§ Work instruction: Below are some records. Pull every line that contains the word "sleeve".

§ Records for the task:
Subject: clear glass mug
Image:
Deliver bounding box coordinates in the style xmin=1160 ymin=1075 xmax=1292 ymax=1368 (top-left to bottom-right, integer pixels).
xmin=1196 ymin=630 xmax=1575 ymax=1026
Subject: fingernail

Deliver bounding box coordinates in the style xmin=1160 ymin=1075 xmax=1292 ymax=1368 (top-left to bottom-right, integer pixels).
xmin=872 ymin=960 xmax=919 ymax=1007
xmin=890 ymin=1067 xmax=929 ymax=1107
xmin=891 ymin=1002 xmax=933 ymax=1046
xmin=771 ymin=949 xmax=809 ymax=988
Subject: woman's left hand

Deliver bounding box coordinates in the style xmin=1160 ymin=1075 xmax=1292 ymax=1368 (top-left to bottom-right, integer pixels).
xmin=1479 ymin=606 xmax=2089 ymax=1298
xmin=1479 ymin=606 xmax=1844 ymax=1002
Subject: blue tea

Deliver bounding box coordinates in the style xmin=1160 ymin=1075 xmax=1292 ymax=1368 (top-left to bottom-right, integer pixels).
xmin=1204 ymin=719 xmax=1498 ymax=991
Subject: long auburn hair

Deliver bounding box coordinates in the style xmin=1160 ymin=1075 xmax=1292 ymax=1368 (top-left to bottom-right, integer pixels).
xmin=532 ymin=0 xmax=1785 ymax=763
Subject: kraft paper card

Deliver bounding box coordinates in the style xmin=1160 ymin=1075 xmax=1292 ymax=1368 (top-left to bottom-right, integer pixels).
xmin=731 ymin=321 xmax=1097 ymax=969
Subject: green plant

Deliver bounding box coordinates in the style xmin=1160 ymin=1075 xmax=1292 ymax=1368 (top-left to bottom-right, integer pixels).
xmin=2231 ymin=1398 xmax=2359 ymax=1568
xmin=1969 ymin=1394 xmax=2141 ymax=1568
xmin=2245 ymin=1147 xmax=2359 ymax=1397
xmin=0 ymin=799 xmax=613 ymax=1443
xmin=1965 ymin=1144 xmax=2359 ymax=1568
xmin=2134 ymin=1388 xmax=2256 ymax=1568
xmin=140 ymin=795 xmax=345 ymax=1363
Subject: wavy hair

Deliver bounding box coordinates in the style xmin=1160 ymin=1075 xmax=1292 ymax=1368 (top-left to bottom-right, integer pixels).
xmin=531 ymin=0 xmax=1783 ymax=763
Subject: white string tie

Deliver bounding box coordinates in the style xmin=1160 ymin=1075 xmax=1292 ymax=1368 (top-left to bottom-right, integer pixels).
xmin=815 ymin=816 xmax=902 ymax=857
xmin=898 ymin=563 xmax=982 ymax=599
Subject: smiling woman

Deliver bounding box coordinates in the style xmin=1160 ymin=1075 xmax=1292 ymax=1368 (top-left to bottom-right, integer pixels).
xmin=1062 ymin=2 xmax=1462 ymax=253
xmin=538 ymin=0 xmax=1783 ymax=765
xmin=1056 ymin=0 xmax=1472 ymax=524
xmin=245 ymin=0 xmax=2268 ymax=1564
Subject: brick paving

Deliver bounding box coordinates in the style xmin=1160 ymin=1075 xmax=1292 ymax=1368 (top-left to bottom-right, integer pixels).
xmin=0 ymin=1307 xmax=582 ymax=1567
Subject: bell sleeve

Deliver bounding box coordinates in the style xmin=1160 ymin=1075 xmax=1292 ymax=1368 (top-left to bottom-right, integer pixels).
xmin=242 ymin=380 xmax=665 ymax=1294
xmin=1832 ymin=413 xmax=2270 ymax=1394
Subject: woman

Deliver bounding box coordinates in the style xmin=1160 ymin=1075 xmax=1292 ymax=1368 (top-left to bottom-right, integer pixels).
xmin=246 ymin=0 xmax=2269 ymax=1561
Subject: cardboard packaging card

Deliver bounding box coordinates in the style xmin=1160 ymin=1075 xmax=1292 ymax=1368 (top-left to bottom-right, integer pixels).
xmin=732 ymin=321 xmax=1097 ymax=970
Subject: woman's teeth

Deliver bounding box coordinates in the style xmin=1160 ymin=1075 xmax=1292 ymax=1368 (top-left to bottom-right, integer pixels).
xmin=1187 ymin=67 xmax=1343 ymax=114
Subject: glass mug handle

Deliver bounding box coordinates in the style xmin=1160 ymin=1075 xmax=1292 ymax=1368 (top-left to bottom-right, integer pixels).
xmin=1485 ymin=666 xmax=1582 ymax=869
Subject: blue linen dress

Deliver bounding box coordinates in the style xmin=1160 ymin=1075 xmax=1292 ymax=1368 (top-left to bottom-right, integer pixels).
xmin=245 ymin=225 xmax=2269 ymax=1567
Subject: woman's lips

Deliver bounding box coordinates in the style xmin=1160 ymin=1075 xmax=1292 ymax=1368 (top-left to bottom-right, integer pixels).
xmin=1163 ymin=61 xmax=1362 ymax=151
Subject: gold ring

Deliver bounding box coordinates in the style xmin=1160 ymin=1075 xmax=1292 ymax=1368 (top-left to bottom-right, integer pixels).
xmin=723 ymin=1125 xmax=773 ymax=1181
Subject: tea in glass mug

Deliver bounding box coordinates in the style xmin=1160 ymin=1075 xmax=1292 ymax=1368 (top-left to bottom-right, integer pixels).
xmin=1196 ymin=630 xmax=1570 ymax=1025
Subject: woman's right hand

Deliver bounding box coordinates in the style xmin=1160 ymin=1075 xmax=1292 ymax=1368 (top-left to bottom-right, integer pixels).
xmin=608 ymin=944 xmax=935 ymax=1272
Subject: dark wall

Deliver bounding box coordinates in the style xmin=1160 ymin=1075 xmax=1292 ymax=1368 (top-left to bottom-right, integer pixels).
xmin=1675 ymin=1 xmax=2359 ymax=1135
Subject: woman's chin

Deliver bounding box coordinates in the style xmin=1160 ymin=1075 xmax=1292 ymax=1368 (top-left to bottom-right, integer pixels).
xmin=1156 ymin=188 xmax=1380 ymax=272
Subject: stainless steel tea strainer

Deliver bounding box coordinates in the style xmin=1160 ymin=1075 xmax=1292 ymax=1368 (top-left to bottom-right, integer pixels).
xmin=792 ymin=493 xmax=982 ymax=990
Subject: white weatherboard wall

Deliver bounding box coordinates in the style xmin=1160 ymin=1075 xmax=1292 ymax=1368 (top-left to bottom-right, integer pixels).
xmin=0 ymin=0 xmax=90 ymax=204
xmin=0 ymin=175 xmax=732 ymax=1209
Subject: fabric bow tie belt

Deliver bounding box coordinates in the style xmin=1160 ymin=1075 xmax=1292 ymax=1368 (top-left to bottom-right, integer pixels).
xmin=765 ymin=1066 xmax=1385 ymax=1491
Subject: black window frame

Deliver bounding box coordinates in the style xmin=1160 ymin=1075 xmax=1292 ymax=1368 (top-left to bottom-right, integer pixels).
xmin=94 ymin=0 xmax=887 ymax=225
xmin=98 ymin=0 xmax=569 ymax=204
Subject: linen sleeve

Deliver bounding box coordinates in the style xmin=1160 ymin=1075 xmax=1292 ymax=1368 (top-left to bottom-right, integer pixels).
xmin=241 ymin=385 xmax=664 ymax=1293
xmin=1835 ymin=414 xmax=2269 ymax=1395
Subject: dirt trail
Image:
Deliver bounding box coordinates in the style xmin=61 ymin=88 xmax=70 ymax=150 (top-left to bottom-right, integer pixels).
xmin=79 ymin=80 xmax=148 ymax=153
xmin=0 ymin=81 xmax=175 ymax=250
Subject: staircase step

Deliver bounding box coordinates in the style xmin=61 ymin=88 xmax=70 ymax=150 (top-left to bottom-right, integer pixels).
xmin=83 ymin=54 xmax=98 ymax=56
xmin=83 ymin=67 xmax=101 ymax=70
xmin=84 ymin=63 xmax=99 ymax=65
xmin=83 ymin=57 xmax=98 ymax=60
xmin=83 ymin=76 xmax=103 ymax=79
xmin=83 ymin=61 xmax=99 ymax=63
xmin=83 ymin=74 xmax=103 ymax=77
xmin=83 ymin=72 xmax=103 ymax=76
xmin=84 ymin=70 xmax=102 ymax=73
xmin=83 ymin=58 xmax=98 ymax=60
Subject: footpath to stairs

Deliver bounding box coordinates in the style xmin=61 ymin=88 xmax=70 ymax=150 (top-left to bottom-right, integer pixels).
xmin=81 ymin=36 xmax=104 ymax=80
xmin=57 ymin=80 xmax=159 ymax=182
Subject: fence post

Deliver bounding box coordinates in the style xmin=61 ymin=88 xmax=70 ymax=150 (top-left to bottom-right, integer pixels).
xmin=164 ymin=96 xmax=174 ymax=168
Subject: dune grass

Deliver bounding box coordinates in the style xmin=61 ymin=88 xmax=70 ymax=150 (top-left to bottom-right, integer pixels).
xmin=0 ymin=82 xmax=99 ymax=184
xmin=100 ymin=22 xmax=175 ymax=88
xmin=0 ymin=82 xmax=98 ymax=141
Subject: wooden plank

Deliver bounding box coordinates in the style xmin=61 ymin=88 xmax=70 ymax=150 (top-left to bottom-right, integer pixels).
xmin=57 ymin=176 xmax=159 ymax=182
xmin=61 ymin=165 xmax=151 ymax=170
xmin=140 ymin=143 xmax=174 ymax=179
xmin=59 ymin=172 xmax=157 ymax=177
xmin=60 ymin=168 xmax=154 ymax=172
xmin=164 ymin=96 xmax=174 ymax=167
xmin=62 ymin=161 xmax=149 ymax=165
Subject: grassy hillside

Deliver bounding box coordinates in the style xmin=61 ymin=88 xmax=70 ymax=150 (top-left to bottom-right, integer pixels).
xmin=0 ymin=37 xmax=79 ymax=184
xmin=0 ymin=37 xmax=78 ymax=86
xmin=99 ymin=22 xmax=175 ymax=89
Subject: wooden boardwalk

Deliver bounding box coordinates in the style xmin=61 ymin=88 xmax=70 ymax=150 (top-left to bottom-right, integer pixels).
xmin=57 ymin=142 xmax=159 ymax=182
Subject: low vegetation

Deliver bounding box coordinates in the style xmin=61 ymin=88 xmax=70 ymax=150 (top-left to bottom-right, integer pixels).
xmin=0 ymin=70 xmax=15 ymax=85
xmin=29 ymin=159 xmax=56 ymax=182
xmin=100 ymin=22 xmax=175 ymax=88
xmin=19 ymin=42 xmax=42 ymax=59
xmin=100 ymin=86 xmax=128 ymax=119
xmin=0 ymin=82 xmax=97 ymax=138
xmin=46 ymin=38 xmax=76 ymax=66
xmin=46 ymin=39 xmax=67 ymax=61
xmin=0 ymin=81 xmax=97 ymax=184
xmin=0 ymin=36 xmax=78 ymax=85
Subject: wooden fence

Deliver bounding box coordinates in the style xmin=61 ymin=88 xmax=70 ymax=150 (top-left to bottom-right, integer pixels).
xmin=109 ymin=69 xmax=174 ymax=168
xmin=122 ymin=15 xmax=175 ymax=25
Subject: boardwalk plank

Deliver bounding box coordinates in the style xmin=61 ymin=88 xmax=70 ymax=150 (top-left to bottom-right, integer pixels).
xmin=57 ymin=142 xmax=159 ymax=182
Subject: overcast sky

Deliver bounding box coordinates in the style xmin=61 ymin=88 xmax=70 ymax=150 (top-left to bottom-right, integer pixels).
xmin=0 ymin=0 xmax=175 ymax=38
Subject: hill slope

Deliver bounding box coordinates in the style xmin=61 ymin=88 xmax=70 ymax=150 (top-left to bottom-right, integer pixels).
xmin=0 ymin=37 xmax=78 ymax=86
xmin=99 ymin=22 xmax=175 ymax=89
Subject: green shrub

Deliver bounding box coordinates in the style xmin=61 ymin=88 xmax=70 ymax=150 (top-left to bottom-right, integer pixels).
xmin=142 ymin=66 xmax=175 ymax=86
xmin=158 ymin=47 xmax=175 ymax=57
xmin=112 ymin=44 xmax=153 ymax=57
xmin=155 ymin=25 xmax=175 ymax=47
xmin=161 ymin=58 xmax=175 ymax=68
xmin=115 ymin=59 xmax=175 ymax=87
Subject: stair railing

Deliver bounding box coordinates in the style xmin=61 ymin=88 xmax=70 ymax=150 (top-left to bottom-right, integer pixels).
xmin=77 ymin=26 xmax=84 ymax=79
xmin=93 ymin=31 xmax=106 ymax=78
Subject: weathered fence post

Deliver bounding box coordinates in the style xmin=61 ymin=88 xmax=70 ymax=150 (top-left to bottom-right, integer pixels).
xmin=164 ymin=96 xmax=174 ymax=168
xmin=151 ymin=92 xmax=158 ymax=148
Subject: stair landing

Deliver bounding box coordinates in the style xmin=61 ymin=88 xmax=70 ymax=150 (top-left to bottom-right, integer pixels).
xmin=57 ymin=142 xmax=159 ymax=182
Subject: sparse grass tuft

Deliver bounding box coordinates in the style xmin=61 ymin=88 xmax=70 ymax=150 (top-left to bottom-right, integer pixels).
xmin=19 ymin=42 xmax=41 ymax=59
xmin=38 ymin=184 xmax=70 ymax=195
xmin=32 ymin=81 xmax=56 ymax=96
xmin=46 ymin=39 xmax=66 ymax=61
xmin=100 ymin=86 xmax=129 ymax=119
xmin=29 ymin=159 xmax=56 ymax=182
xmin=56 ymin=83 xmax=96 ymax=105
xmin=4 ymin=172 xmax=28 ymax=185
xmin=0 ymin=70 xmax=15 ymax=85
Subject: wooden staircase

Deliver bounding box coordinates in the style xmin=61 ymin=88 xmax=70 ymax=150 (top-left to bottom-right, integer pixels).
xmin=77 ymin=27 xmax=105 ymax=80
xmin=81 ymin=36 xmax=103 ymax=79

§ Result of this exercise:
Subject: bell sleeve
Subject: linen sleeve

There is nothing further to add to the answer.